一般公開とともに小学校の校庭内部まで入れるようになった。誰もが一度は見ておくべき施設だと思う。
いしのまき元気いちば
「石巻の水産業の販路拡大」と「市民の皆様の生鮮品の買物利便性向上」及び「石巻を訪れる観光客の皆様のお土産品購買ニーズに応える」という三つを主たる目的に2017年6月30日にオープンした施設。食品加工関連16社、地元料理店4店、 地元企業8社他、地元企業主導で運営。石巻ならではの新鮮な魚介類や地域特産物の物販やフードコートが設置されている。施設周辺にも幾つもの飲食店がオープンしている。
フードコートのテラス部分から整備されたばかりの堤防につながる
川向かいには、石ノ森章太郎氏のマンガミュージアム「石ノ森萬画館」の個性的な建物が見える。
〇いしのまき元気いちばホームページ http://genki-ishinomaki.com/
住所:石巻市中央二丁目11-11 (2021/3/11訪問)
石巻市水産物地方卸売市場/石巻魚市場
水揚げ量、水揚げ高ともに国内ベスト10に入る日本有数の漁港「石巻漁港」の中核施設。上屋の長さは864mと国内最大規模を誇る。東日本大震災による甚大な被害を受けたものの少しずつ再建し、2015年9月に全棟供用が開始された。

════════

• 指示内容
上の抜粋を読み、次の問いに答えよ。
1. いしのまき元気いちばは何年何月何日にオープンしたか。
2. 石巻魚市場の上屋の長さは何メートルか。
3. 石巻魚市場で全棟供用が開始されたのはいつか。
この後に置かれたデータは、ここでは使わない。

• 保存データ

════════

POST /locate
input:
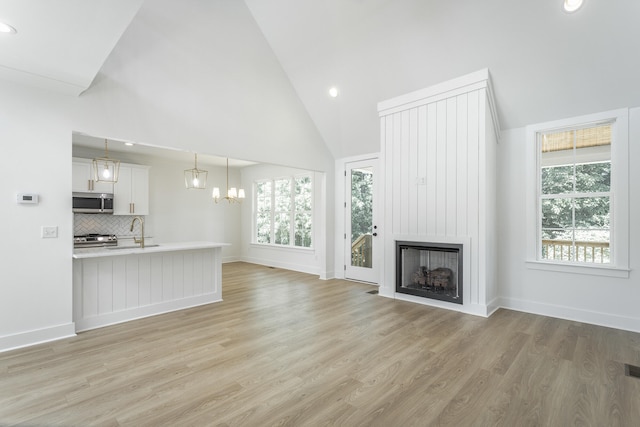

════════

• 実行結果
1. いしのまき元気いちばは2017年6月30日にオープンした。
2. 石巻魚市場の上屋の長さは864mである。
3. 全棟供用は2015年9月に開始された。